**Record excerpts**:

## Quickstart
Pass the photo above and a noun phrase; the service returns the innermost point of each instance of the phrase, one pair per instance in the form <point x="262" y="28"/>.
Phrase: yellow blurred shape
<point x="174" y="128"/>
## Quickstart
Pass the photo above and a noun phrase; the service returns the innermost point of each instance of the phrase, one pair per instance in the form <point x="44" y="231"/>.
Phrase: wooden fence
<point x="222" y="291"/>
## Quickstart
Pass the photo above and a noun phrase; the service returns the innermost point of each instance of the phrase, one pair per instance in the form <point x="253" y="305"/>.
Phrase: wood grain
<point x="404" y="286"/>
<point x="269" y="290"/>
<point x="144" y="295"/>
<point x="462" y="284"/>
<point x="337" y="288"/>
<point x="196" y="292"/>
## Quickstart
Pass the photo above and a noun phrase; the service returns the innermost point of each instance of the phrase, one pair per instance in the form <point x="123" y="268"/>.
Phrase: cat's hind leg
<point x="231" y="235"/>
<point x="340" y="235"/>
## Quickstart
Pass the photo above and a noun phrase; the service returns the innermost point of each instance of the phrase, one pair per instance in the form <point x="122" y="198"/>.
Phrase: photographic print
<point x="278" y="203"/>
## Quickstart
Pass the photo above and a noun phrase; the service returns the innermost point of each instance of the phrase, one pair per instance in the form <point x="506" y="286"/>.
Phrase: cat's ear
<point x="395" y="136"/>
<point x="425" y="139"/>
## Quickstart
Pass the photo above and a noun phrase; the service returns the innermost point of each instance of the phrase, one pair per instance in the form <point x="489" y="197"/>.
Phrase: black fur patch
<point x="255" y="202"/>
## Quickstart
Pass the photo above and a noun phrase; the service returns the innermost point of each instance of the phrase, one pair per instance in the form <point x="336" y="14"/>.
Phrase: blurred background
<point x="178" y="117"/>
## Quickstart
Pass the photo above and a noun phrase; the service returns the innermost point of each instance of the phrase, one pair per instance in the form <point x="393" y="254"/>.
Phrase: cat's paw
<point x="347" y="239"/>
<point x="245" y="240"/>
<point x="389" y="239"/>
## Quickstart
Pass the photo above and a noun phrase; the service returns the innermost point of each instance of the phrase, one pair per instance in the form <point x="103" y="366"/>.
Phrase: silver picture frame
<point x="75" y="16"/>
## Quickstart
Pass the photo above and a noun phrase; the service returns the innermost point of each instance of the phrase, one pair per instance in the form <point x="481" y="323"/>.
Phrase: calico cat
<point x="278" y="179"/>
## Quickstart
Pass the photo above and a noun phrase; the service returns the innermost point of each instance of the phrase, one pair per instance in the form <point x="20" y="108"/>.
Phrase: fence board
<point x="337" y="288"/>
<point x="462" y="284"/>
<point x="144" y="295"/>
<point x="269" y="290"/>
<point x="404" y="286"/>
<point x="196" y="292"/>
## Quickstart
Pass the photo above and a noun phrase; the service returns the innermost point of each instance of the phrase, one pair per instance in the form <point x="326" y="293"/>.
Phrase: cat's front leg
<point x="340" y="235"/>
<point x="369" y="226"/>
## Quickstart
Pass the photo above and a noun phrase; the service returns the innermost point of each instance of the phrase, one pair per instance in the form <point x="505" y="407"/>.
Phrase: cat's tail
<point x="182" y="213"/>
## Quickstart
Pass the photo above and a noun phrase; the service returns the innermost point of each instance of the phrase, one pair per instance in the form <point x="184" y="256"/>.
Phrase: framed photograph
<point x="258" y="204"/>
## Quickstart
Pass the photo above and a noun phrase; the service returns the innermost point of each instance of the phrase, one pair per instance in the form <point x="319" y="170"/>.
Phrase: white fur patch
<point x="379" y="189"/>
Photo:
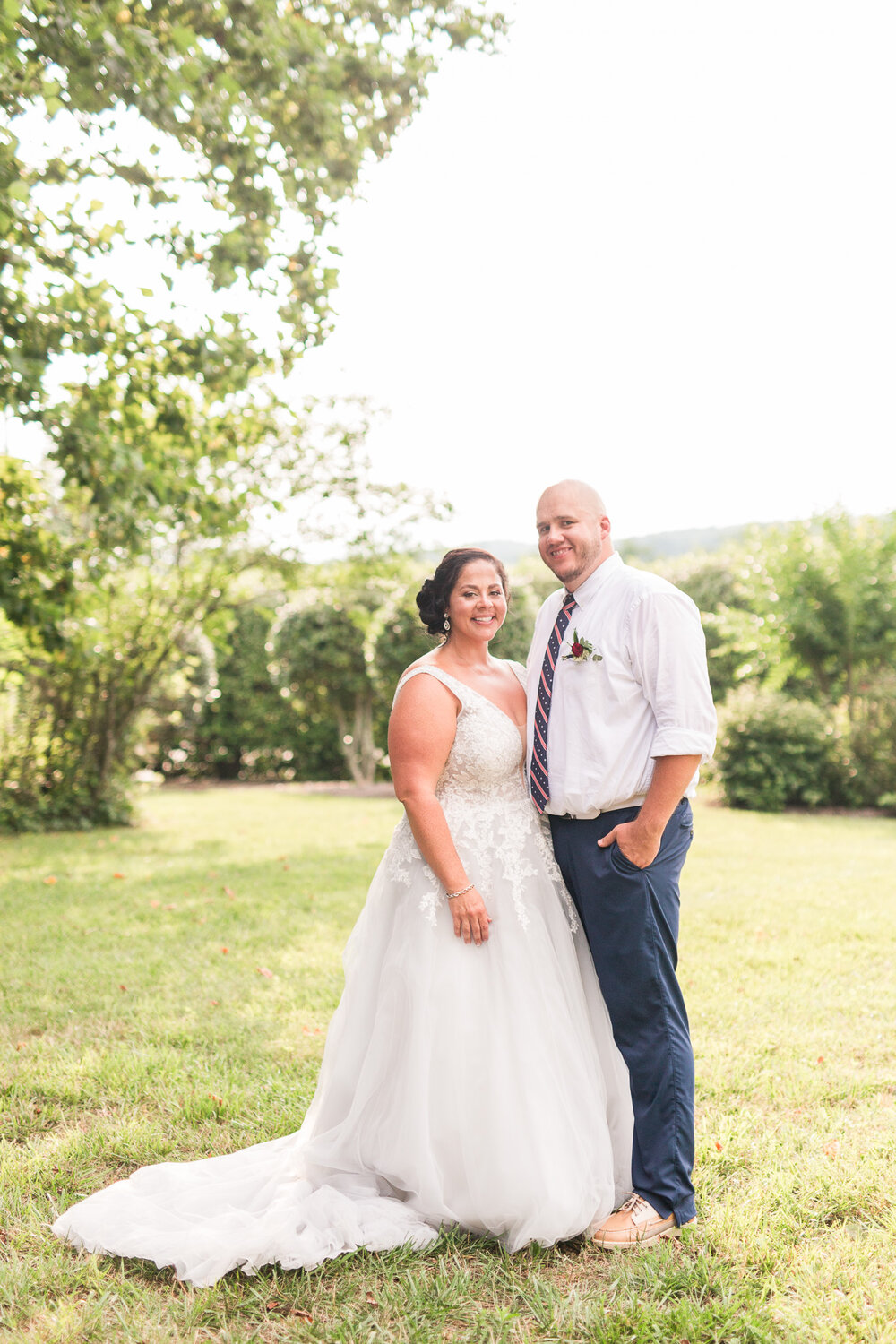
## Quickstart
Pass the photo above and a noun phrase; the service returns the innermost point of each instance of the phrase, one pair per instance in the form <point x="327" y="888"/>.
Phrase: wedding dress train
<point x="460" y="1085"/>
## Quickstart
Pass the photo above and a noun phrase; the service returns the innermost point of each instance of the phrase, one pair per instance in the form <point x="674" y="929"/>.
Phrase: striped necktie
<point x="538" y="765"/>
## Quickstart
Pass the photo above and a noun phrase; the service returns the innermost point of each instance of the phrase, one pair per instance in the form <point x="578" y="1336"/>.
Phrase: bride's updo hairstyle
<point x="433" y="599"/>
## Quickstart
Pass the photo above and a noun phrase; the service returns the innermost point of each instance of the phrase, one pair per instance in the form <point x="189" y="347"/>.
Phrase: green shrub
<point x="775" y="752"/>
<point x="872" y="744"/>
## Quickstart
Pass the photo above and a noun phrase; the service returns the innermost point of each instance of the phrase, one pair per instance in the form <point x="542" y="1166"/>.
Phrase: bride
<point x="469" y="1075"/>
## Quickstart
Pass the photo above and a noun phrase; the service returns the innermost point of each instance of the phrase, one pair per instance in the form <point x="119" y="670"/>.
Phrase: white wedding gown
<point x="465" y="1085"/>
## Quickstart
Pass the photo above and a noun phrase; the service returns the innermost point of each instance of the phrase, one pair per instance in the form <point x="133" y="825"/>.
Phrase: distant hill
<point x="659" y="546"/>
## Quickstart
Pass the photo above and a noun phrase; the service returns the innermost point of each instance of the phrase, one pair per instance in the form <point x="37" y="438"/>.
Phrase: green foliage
<point x="236" y="126"/>
<point x="336" y="652"/>
<point x="775" y="752"/>
<point x="872" y="742"/>
<point x="131" y="1038"/>
<point x="834" y="588"/>
<point x="37" y="556"/>
<point x="743" y="640"/>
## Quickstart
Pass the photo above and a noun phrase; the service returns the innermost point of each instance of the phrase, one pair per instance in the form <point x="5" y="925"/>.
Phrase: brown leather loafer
<point x="635" y="1223"/>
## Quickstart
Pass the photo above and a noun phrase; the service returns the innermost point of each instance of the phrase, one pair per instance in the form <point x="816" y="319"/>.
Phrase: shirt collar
<point x="595" y="581"/>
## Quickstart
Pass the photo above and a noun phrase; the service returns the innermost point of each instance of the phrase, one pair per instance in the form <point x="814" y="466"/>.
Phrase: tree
<point x="339" y="650"/>
<point x="739" y="623"/>
<point x="250" y="118"/>
<point x="834" y="588"/>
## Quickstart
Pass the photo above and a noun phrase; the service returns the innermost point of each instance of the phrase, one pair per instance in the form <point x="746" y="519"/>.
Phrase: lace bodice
<point x="485" y="803"/>
<point x="487" y="754"/>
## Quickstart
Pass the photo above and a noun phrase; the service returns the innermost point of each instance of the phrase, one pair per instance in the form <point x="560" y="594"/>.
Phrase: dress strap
<point x="519" y="669"/>
<point x="455" y="687"/>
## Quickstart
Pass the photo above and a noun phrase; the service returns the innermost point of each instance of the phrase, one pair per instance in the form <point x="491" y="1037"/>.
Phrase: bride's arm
<point x="422" y="728"/>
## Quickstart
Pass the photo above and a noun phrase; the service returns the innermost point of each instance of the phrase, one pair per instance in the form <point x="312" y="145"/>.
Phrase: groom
<point x="621" y="717"/>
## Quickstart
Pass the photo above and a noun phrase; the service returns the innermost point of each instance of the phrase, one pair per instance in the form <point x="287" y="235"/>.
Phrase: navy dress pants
<point x="630" y="917"/>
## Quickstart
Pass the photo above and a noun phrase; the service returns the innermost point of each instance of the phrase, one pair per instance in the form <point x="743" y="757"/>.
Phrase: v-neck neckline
<point x="520" y="728"/>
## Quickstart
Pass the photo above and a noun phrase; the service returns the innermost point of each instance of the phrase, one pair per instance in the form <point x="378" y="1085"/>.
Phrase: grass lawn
<point x="167" y="989"/>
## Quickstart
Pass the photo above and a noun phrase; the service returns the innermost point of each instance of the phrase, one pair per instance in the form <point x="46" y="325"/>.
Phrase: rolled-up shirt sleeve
<point x="668" y="652"/>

**Problem statement**: Transcribe every record above exactly as written, leaving out any pictures.

**Exercise output**:
## Quickstart
Pass the photo above and a noun phrase; the service returns the innermost point of each instance of the phrase, one pair per instance in the form <point x="262" y="28"/>.
Phrase: yellow blurred shape
<point x="174" y="128"/>
## Quickstart
Pass the photo above and a noun phrase; the service returns the innermost point of each instance of the phrase, one pair per instance in the form <point x="44" y="231"/>.
Phrase: wooden fence
<point x="222" y="291"/>
## Quickstart
Pass the photo above and a noun phrase; the service returns the innermost point of each instance of the phrase, one pair per instance in the form <point x="253" y="305"/>.
Phrase: wood grain
<point x="404" y="286"/>
<point x="269" y="290"/>
<point x="144" y="295"/>
<point x="462" y="284"/>
<point x="337" y="288"/>
<point x="196" y="292"/>
## Quickstart
Pass the photo above and a noun phrase; the service returns the innermost point of each instance of the phrase, one pair per instance in the form <point x="123" y="268"/>.
Phrase: cat's hind leg
<point x="231" y="235"/>
<point x="340" y="235"/>
## Quickstart
Pass the photo above and a noun phrase; the service returns the innermost point of each instance of the phrase, one pair per instance in the form <point x="122" y="198"/>.
Phrase: photographic print
<point x="278" y="203"/>
## Quickstart
Pass the photo above and a noun phrase; the service returns the innermost point of each instance of the phrase, one pair per instance in the form <point x="506" y="286"/>.
Phrase: cat's ear
<point x="395" y="136"/>
<point x="425" y="139"/>
## Quickstart
Pass the photo above and a noun phrase; the service returns the innermost point of each instance of the phrase, one pair per instance in the form <point x="489" y="197"/>.
Phrase: black fur patch
<point x="255" y="202"/>
## Quickstart
Pass the photo above and a noun phrase; the service returns the innermost point of each instance of the phrase, one pair per instance in the form <point x="336" y="14"/>.
Phrase: blurred background
<point x="178" y="117"/>
## Quickstart
Pass the photo above and a noun phrase; the service returns the innermost point of each instance of the phrase, one pair per instance in the form <point x="393" y="254"/>.
Phrase: cat's paw
<point x="347" y="239"/>
<point x="245" y="240"/>
<point x="389" y="239"/>
## Quickstart
Pass the photo above and a noun phrase; the service returns the innermost point of each instance of the phrase, one pair per instance in the form <point x="103" y="366"/>.
Phrase: silver picture frame
<point x="75" y="16"/>
## Quickstart
Pass the photo above and a noun phrase; the service returns the innermost point of each instance of the phrase, one pair per instance in the form <point x="481" y="323"/>.
Phrase: calico cat
<point x="278" y="179"/>
## Quickstart
Pass the photo above and a noun phrase; the service returns the innermost point of each instance of the phrase, one pair per instance in the form <point x="20" y="108"/>.
Phrase: fence board
<point x="337" y="288"/>
<point x="462" y="284"/>
<point x="144" y="295"/>
<point x="269" y="290"/>
<point x="404" y="286"/>
<point x="196" y="292"/>
## Quickstart
Pass the photo above and a noun phrase; the service returns the innermost point of each instance of the phrase, one pair per instance in the form <point x="326" y="293"/>.
Phrase: cat's front leg
<point x="340" y="235"/>
<point x="369" y="226"/>
## Quickstart
Pass the photo above and a noun phrase; the service returns the innermost point of each instance of the phrase, one pair per instance in the form <point x="505" y="407"/>.
Phrase: cat's tail
<point x="182" y="213"/>
## Quickstart
Pass the photo above and a noun phrase; the service returns the innermost point of each instance of the phrase, one pair per instance in the form <point x="184" y="256"/>.
Phrase: framed photograph
<point x="258" y="204"/>
## Quickstart
Pass the photo above and a noun phrase; the service returns the innermost point of each instance of the phrase, one pair per instance in the form <point x="319" y="170"/>.
Phrase: white fur patch
<point x="379" y="189"/>
Photo:
## Quickstart
Pass the photo above and a noun phrase; the service returns the innermost point of each instance of the phrase, one pair per instance in the form <point x="327" y="888"/>.
Phrase: wedding dress train
<point x="460" y="1085"/>
## Quickstart
Pass the photo above and a noun phrase; the service returns the innermost point of each instance of the phrase, one pair per instance in the form <point x="674" y="929"/>.
Phrase: striped necktie
<point x="538" y="765"/>
## Quickstart
Pass the photo above and a noun phrase; the service returns the innermost point of each instance of the phrase, one pair per instance in the form <point x="578" y="1336"/>.
Phrase: bride's updo hairstyle
<point x="433" y="599"/>
## Quickstart
Pass the photo above and a noun phrase; the service returns the innermost point of each instance of the phrase, one pair per instance in the form <point x="189" y="347"/>.
Phrase: green shrub
<point x="775" y="752"/>
<point x="872" y="744"/>
## Quickstart
Pass the photo above and a noun phrase; the service returns the innermost point of each instance of the phrase, one pair per instance in the form <point x="542" y="1166"/>.
Phrase: bride
<point x="469" y="1075"/>
## Quickstart
Pass the photo above and a noun phrase; the service returns the innermost point of each instance of the phrase, one pair per instance in the form <point x="119" y="670"/>.
Phrase: white wedding gown
<point x="465" y="1085"/>
## Quickstart
Pass the photo above and a noun phrase; the service returns the innermost point of each instance of the phrase, one pair per instance in the form <point x="133" y="825"/>.
Phrase: distant hill
<point x="659" y="546"/>
## Quickstart
Pass the photo above and a noun phrase; the service returns the innermost point of each instance of the phrase, one pair per instance in the form <point x="37" y="438"/>.
Phrase: green foliage
<point x="236" y="126"/>
<point x="336" y="652"/>
<point x="775" y="752"/>
<point x="872" y="742"/>
<point x="131" y="1038"/>
<point x="834" y="588"/>
<point x="37" y="556"/>
<point x="743" y="640"/>
## Quickstart
Pass the photo above and a noun phrase; the service returns the innermost point of each instance of the phrase, one pair per instance in the form <point x="5" y="925"/>.
Phrase: brown leather loafer
<point x="635" y="1223"/>
## Quickstart
Pass the photo above and a noun phrase; the service returns the innermost point of each instance of the phrase, one pair per instance in the form <point x="816" y="319"/>.
Phrase: shirt collar
<point x="595" y="581"/>
## Quickstart
Pass the photo above and a noun phrase; the service returns the innermost point of each instance of the phrase, one pair per instance in the form <point x="814" y="466"/>.
Phrase: tree
<point x="339" y="650"/>
<point x="739" y="623"/>
<point x="250" y="118"/>
<point x="834" y="588"/>
## Quickstart
Pass the photo above and a noun phrase; the service returns the innermost point of each instance of the phrase, one pair per instance in the form <point x="746" y="519"/>.
Phrase: lace bodice
<point x="485" y="803"/>
<point x="487" y="754"/>
## Quickstart
Pass the photo above and a noun phrase; the service returns the innermost point of each instance of the phrase, one pair per instance in the form <point x="560" y="594"/>.
Phrase: dress strap
<point x="519" y="669"/>
<point x="455" y="687"/>
## Quickstart
Pass the photo above and a noun phrase; the service returns the innermost point of each instance of the phrase, one pair per instance in the form <point x="491" y="1037"/>.
Phrase: bride's arm
<point x="422" y="728"/>
## Quickstart
Pass the photo above and a noun phrase; the service returns the innermost point of each instance of the phrase, one pair per instance in the form <point x="312" y="145"/>.
Phrase: groom
<point x="621" y="717"/>
## Quickstart
Pass the photo above and a noun phrase; the service returns the innermost point of each instance of the phrase, one pair per instance in the form <point x="287" y="235"/>.
Phrase: navy dress pants
<point x="630" y="917"/>
## Quickstart
Pass the photo above and a noun phrase; the service returns the innermost point of each instance of the phrase, one pair per instance in the form <point x="743" y="757"/>.
Phrase: v-neck neckline
<point x="520" y="728"/>
## Quickstart
Pass the photo above and a noun phrase; the service returns the innermost point of each instance of the phrase, one pair per instance in the form <point x="378" y="1085"/>.
Phrase: grass lawn
<point x="167" y="989"/>
## Quickstart
Pass the photo above and a noun phrase; the service returns the innermost point of each instance of the phrase, one pair per instance in the form <point x="46" y="325"/>.
Phrase: rolled-up shirt sleeve
<point x="668" y="652"/>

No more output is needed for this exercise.